**Extracted text**
The route takes you through some truly spectacular countryside. This is tea country, where the plantations of impossibly green tea bushes are framed by the deep blue skies and towering mountains bisected by waterfalls. views. Coming from a summer in the Arabian Gulf, the sheer vividness of the green, the cool damp air, the scent of unhindered life, was almost too much to take on board.

Water is the key to Kerala’s economy, nourishing the plentiful crops in the hills, providing electricity and creating the flooded plains rich in fish and rice paddies. I arrived at the tail end of the monsoons, and the mountains still thundered daily as the clouds, slowly building from noon, burst in late afternoon, lashing the lands below with heavy rains.

One of the first stops along the way shows the importance of this resource to the region: the Madupetty Dam, one of the backbones of Kerala’s hydroelectric system, was completed in the 1950s, and the resulting artificial lake is a popular destination. Rich in birdlife and other nature, boating trips across the lake are popular; from late afternoon lucky visitors may even see wild elephants along the banks.

The rest of the journey takes you through ever- more spectacular scenery; even if you’ve missed the road signs counting down the kilometers, however, you’ll know you’re near Top Station when you cross the border into Tamil Nadu. The well maintained tarmac road becomes instantly pitted and potholed; the last few km take an age as the car navigates around the cracks and craters.

The journey is worthy it. A brief hike of around a kilometer takes you to the main viewpoint, and ahead of you what seems to be the whole of Tamil Nadu spreads out in front in you, a ruler-flat plain stretching to the horizon, bordered by towering mountains where eagles spiral leisurely, searching for prey on the flat ground below.

On the journey back, tea harvesting had begun in earnest as the heat of midday receded. The smell of freshly gathered tea, heady, redolent of mown grass but far stronger, and with a sharper herbaceous edge, flooded through the open windows, and teams of tea pickers interrupted the endless green mountain sides. We stopped briefly for cups of hot, sweet tea at a tiny village inhabited by plantation workers before the fast-threatening clouds forced us to press back to take in the town of Munnar itself.

**Available data**
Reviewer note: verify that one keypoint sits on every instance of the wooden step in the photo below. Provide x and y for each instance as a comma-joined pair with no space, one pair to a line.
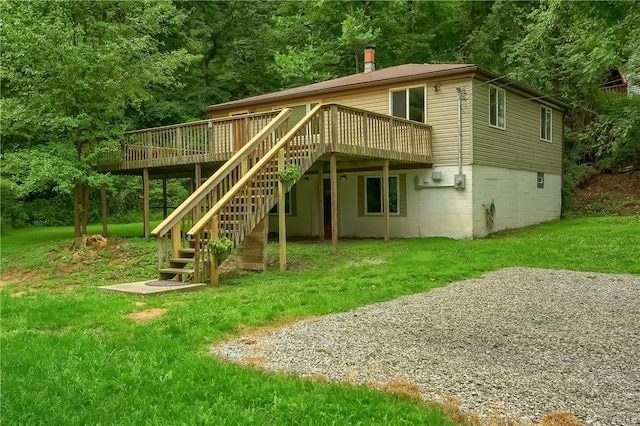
176,271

**Directive 1**
In the travel piece about the drive to Top Station, when was the Madupetty Dam completed?
**Directive 2**
Can you carry on the travel piece about the drive through Kerala's tea country to Top Station, starting after its final sentence?

**Exercise output 1**
It was completed in the 1950s.

**Exercise output 2**
Most of the major tea factories on the way will offer guided tours, explaining the history of tea production, showing how the tea is sorted and processed – and of course, offering to sell you the very best grades of tea at pretty good prices.

Tourism is quite new to Munnar and its environs; most of the hotels were put up within the last decade, and the town itself remains very much an administrative centre for the region, with produce markets, transport hubs and very little in the way of tourist tat. It also means there isn’t a great deal to do in the evening – this is a destination for leisurely walks, tough treks, and absorbing a different way of life, not for nightlife – so it was back to the hotel for dinner.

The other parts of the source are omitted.